What to do: Leave out the pictures and repeat every record exactly.

Data shown:
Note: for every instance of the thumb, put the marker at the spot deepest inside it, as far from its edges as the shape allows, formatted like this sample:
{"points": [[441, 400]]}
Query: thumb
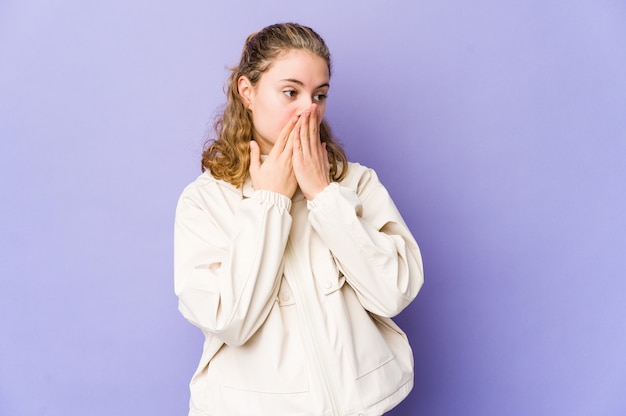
{"points": [[255, 157]]}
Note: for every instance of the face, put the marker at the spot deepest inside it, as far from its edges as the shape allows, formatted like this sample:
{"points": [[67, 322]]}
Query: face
{"points": [[291, 85]]}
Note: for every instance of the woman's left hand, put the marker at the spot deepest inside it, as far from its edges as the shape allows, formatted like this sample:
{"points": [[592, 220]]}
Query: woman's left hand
{"points": [[310, 158]]}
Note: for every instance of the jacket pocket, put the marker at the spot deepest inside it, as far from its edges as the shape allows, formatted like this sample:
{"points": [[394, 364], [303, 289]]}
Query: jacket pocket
{"points": [[272, 361], [365, 344]]}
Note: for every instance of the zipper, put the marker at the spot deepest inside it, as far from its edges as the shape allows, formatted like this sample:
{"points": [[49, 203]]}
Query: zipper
{"points": [[302, 300]]}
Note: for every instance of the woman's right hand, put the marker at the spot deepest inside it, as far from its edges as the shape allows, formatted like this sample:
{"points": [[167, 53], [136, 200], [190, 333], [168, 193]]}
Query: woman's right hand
{"points": [[276, 172]]}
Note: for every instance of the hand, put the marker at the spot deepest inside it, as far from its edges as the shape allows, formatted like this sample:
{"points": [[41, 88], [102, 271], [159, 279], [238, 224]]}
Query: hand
{"points": [[276, 172], [310, 158]]}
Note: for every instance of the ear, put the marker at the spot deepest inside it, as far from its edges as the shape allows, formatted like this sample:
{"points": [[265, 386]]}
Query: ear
{"points": [[246, 91]]}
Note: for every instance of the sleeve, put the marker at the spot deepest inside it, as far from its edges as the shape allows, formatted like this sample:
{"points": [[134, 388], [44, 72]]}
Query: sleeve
{"points": [[227, 266], [371, 244]]}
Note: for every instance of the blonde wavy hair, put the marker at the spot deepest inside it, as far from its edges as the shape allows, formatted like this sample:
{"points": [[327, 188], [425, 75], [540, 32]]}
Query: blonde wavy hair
{"points": [[227, 156]]}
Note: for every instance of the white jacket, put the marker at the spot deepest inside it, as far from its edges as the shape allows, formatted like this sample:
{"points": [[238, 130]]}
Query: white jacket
{"points": [[295, 297]]}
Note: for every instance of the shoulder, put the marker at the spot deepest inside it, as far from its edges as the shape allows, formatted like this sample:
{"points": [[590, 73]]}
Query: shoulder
{"points": [[205, 191], [360, 178]]}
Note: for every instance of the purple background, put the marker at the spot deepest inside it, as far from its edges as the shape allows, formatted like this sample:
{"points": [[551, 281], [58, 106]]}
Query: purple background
{"points": [[498, 127]]}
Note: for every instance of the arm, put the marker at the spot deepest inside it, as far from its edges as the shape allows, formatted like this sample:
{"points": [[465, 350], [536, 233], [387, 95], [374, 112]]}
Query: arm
{"points": [[372, 245], [228, 264]]}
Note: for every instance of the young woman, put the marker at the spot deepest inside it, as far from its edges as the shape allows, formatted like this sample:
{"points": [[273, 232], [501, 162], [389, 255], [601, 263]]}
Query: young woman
{"points": [[290, 259]]}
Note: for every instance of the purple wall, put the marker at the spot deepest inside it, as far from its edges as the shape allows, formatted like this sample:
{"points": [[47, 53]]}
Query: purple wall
{"points": [[498, 127]]}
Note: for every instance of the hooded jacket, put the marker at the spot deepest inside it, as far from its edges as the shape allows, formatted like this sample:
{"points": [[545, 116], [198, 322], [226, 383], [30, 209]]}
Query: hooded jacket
{"points": [[295, 297]]}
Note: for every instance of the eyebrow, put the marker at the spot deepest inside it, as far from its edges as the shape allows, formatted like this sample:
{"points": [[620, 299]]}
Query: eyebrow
{"points": [[295, 81]]}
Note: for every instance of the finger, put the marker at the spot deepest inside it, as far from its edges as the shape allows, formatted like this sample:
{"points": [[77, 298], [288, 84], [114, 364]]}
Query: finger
{"points": [[255, 157], [304, 133], [314, 128]]}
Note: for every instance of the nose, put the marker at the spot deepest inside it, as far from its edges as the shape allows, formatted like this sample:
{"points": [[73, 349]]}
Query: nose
{"points": [[306, 104]]}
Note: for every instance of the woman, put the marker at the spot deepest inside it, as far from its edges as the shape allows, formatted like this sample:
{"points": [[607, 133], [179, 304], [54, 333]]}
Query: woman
{"points": [[288, 258]]}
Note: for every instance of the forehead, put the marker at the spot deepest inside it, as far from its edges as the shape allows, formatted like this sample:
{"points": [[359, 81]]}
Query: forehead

Result of this task:
Note: for every instance of the thumb, put the marker at the spot deepest inside it, as far from its edges as the shape allows, formatted like this sample:
{"points": [[441, 400]]}
Query: thumb
{"points": [[255, 157]]}
Note: for every instance of the face, put the marker at the spot deepest inside it, as far from its edges as the shape allows, formatted like this sample:
{"points": [[67, 322]]}
Query: face
{"points": [[291, 85]]}
Note: for every instance of the woman's left hand, put the marker at the spot deepest inside it, as far from its edges as the shape allows, formatted like this sample:
{"points": [[592, 220]]}
Query: woman's left hand
{"points": [[310, 158]]}
Note: for every instance of the jacket pocket, put the marker at the spot deepest inside it, as far from its edges as the shape allows, formatted like this sample:
{"points": [[394, 364], [303, 289]]}
Query: jacket pocket
{"points": [[272, 361], [365, 344]]}
Note: for every instance of the zipper, put the marker at the spot deepest inside it, as far from its edges as the shape allows, formatted like this sample:
{"points": [[49, 203]]}
Query: zipper
{"points": [[302, 300]]}
Note: for every instance of the woman's right hand, put the marker at the spot deepest inside it, as far from its edges as the shape allows, formatted like this sample:
{"points": [[167, 53], [136, 200], [190, 333], [168, 193]]}
Query: woman's right hand
{"points": [[276, 172]]}
Note: for every instance of the hand, put the marker at the spot deepest inside it, as far from its edges as the shape allows, formatted like this sample:
{"points": [[41, 88], [102, 271], [159, 279], [238, 224]]}
Query: hand
{"points": [[276, 172], [310, 158]]}
Note: for every instance of the ear, put the marker at the spot deepest inside it, as far from its edges as the shape allows, formatted like this sample:
{"points": [[265, 386]]}
Query: ear
{"points": [[246, 91]]}
Note: for every instance of the sleeve, put the marker at the spot deepest inside it, as far from its edges as the shape allows, formatted like this sample:
{"points": [[134, 388], [44, 72]]}
Query: sleeve
{"points": [[227, 266], [371, 244]]}
Note: for every instance of the blonde wavy hair, put the marker at the spot deepest inside it, as far from its edges as the shape allows, formatted like this sample:
{"points": [[327, 188], [425, 75], [540, 32]]}
Query: blonde wavy hair
{"points": [[227, 156]]}
Note: for every instance of the white jacket, put the marker at the spot deepest inside it, as far from its edges as the shape allows, formatted like this sample:
{"points": [[238, 130]]}
Query: white jacket
{"points": [[295, 297]]}
Note: for every instance of the shoulder, put the marker at the spot deepest inside it, as far from its edges as the shape allows, formatted like this sample:
{"points": [[590, 73]]}
Query: shoulder
{"points": [[205, 191], [360, 178]]}
Note: for every instance of the purple background, put the marker at the spot deepest inside it, as far from its edges as the shape allows, formatted like this sample:
{"points": [[551, 281], [58, 106]]}
Query: purple background
{"points": [[498, 127]]}
Note: for every instance of the arm, put the marker at the spot deepest inside it, as far from its edges as the shape allows, formatted like this sample:
{"points": [[465, 350], [536, 233], [387, 95], [374, 112]]}
Query: arm
{"points": [[372, 245], [228, 264]]}
Note: for every instance of the young woman, put the marker at the spot deepest inside it, as far from its edges as the shape allows, formatted like this sample:
{"points": [[273, 232], [501, 162], [389, 255], [601, 263]]}
Query: young woman
{"points": [[290, 259]]}
Note: for every instance of the purple wall, put the marker at the spot deepest inside it, as far from its edges as the shape allows, formatted like this sample:
{"points": [[47, 53]]}
Query: purple wall
{"points": [[498, 127]]}
Note: for every instance of the hooded jacket, put the marker at the spot deepest inside it, as far from its edges as the shape allows, formatted like this sample:
{"points": [[545, 116], [198, 322], [226, 383], [30, 209]]}
Query: hooded jacket
{"points": [[295, 297]]}
Note: for every instance of the eyebrow, put the marker at the spot deepest inside it, as far from its edges as the shape allows, formatted like this sample:
{"points": [[620, 299]]}
Query: eyebrow
{"points": [[295, 81]]}
Note: for every instance of the finger, put the marker at the spot deepest inside it, as far from its edges as the shape allows, formatted like this sample:
{"points": [[77, 298], [288, 84], [114, 364]]}
Query: finger
{"points": [[255, 157], [304, 133], [314, 128]]}
Note: for every instance of the nose, put the marker at the spot deepest inside it, as far from its edges as the shape allows, formatted like this sample:
{"points": [[73, 349]]}
Query: nose
{"points": [[306, 104]]}
Note: for every instance of the woman, put the marker at the spot deepest inside it, as far from its edges as the shape allows, formatted like this sample:
{"points": [[607, 133], [179, 304], [54, 333]]}
Query: woman
{"points": [[288, 258]]}
Note: for every instance of the forehead, put the marker at the spot deepest inside it, as far from its edges as the shape allows, formatted like this sample:
{"points": [[359, 81]]}
Query: forehead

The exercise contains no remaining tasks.